**** Data lines ****
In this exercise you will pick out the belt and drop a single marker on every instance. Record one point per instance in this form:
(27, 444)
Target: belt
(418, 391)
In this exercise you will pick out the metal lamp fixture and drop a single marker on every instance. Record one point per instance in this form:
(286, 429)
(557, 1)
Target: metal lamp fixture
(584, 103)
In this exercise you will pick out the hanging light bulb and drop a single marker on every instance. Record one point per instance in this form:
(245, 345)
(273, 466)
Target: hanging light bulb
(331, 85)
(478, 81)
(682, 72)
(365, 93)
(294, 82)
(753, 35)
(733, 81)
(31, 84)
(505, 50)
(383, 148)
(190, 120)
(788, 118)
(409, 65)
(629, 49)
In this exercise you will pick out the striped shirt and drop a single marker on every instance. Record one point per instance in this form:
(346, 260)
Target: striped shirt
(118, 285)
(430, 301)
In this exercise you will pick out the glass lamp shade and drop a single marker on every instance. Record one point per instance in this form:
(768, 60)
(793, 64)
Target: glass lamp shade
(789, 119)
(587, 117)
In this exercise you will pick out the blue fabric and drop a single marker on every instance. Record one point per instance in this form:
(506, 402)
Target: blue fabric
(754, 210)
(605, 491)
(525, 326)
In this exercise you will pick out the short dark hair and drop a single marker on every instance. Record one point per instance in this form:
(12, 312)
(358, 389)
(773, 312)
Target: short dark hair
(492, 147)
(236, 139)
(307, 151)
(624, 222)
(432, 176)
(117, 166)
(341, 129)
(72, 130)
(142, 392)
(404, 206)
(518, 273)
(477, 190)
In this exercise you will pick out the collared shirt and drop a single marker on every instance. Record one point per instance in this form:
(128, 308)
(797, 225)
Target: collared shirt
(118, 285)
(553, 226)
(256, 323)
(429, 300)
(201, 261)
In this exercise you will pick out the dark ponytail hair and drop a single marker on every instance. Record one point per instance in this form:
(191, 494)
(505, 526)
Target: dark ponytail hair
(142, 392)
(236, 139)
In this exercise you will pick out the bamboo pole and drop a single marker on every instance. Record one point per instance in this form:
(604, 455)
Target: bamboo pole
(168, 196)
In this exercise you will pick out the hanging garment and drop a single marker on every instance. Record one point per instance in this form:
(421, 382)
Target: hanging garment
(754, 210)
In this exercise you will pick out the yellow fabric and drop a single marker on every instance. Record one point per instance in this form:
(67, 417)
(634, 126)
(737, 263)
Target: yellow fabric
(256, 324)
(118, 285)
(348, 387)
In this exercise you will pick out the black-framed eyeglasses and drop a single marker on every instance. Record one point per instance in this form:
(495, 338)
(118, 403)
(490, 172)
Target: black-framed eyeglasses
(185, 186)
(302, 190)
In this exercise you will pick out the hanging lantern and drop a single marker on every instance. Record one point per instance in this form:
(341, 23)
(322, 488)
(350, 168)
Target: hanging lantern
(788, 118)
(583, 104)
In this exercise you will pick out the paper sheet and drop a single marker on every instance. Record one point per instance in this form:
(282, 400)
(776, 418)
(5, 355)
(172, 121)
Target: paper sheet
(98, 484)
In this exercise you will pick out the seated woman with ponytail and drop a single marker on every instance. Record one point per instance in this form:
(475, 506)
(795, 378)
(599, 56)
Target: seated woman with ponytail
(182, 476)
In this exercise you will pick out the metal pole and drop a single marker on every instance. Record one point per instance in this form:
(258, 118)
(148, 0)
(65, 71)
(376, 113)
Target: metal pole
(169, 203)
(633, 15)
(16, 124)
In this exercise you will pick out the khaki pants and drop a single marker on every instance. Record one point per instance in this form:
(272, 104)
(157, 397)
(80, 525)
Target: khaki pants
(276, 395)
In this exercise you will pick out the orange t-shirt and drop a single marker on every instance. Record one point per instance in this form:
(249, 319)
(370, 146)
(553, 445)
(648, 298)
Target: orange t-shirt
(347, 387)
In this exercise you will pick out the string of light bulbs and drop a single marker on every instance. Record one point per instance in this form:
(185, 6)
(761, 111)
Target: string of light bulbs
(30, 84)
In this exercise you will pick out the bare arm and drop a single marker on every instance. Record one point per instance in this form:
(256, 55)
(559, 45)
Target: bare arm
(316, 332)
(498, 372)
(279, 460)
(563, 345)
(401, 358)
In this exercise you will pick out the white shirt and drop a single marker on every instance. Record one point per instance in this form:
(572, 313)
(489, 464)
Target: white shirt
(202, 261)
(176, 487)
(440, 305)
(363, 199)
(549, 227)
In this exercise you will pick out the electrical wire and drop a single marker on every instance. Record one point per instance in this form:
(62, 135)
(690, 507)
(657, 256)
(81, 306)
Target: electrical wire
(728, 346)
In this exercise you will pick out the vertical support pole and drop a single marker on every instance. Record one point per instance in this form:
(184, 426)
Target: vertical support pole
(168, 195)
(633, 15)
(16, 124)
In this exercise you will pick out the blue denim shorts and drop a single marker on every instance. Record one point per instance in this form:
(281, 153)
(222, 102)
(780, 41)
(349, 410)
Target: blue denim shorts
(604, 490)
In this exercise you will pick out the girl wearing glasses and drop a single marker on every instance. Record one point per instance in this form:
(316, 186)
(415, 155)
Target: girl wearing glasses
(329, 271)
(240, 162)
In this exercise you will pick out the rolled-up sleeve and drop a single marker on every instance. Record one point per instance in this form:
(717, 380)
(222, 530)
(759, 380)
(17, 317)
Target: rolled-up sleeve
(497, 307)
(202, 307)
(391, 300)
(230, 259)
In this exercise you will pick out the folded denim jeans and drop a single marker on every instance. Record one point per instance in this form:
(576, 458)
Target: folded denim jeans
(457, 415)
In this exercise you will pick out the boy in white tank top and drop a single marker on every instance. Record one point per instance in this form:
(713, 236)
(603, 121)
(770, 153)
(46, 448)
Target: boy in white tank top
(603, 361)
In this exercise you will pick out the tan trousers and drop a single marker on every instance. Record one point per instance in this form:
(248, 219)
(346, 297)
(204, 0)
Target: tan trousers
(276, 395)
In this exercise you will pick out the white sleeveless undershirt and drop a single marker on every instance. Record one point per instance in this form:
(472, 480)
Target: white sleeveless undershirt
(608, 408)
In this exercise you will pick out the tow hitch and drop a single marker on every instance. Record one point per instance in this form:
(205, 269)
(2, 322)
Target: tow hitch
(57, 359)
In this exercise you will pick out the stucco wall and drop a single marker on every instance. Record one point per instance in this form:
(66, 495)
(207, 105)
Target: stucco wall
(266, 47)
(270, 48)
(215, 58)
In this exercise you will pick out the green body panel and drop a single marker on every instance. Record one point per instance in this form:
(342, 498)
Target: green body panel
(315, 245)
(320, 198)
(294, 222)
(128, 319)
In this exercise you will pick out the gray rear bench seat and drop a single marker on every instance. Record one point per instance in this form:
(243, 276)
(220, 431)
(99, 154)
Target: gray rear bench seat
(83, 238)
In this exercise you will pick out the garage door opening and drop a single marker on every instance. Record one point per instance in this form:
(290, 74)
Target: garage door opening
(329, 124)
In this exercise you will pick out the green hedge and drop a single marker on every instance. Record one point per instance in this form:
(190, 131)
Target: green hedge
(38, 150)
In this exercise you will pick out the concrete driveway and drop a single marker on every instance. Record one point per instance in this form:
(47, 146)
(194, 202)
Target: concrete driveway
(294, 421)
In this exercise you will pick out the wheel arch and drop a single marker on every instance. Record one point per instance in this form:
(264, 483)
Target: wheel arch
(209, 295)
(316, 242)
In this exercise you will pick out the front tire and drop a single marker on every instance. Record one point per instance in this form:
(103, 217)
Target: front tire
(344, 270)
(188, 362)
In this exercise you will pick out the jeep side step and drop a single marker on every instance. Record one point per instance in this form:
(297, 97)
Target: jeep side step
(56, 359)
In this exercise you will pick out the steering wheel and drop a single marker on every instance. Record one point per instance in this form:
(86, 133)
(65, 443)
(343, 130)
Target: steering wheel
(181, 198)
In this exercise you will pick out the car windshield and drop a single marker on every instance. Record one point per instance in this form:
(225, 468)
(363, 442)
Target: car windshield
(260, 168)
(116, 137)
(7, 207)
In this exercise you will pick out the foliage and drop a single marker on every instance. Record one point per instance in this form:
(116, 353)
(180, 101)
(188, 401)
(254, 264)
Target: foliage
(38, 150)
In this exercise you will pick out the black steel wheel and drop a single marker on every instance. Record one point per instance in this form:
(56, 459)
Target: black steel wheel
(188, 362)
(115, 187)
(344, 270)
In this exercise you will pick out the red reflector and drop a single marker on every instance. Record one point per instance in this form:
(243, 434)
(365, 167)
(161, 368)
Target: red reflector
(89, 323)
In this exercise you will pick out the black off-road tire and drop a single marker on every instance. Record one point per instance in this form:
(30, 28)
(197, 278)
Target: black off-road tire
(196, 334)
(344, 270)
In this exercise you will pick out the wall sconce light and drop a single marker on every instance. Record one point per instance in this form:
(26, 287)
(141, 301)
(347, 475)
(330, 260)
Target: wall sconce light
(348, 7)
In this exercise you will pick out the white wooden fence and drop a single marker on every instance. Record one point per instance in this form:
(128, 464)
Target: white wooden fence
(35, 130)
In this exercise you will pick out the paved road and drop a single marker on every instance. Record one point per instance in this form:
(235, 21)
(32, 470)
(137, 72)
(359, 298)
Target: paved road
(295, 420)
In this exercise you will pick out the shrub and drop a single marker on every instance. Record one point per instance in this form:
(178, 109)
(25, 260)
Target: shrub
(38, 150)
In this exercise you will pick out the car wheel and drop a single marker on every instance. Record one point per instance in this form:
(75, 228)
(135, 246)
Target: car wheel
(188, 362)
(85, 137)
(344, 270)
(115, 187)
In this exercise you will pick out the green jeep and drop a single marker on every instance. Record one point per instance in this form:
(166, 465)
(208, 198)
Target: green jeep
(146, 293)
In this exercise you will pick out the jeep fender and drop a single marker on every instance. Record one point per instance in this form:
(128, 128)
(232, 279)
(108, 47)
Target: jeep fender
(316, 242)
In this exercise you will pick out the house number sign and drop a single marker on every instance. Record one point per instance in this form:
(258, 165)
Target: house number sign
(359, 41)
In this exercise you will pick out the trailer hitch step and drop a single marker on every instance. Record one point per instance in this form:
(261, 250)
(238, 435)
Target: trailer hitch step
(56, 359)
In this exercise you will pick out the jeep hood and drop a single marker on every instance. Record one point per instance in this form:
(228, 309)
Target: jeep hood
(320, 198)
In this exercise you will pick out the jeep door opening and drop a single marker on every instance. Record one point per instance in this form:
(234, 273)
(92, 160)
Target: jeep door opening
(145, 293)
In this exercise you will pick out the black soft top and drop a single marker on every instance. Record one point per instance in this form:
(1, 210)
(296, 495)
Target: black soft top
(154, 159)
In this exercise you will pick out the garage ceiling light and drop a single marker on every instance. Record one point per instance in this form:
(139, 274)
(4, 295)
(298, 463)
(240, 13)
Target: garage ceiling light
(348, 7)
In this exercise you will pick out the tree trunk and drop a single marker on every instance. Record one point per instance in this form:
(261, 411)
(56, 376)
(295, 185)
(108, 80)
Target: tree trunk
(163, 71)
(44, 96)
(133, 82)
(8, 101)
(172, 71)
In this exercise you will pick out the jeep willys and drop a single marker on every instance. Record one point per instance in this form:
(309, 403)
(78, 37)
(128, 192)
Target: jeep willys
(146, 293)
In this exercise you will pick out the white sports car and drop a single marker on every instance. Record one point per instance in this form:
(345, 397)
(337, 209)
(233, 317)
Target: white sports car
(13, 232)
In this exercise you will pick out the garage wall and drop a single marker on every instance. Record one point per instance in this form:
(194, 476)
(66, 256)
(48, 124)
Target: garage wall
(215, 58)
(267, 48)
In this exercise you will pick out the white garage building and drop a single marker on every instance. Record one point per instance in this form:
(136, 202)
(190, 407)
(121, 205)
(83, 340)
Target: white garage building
****
* **Required work**
Find the line containing "In this exercise you will pick out the jeep willys", then output it and every line after it to the end of the data, exactly.

* **The output**
In this exercise you will pick out the jeep willys and drop a single marker on every instance. Record one point per instance in this form:
(309, 403)
(78, 37)
(128, 192)
Target: jeep willys
(146, 293)
In this exercise you will pick out the white sports car and drop a single marker on every instance. Record one point per instance in this form:
(345, 397)
(337, 209)
(233, 317)
Target: white sports car
(13, 232)
In this exercise you will pick out the garage wall and drop a single marker on every instance. Record one point per instance in this form:
(194, 476)
(66, 256)
(48, 124)
Target: garage wall
(215, 58)
(267, 48)
In this exercise you will pick out the white garage building and drop a single marker on every instance. Record one point per instance in this form:
(136, 202)
(190, 407)
(121, 205)
(83, 340)
Target: white garage building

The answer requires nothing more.